◆ **WHAT IS EXPECTED**: Please edit the records, replacing every "white trousers" with "white pants" and keeping everything else the same.

Extracted data records:
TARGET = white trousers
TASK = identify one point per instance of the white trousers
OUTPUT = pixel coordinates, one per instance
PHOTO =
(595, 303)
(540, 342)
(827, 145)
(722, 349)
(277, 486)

◆ **OUTPUT OF THE EXERCISE**:
TARGET = white pants
TASK = identify one point per instance of the white pants
OUTPUT = pixel coordinates, one per instance
PHOTO =
(595, 303)
(540, 342)
(827, 145)
(722, 349)
(277, 486)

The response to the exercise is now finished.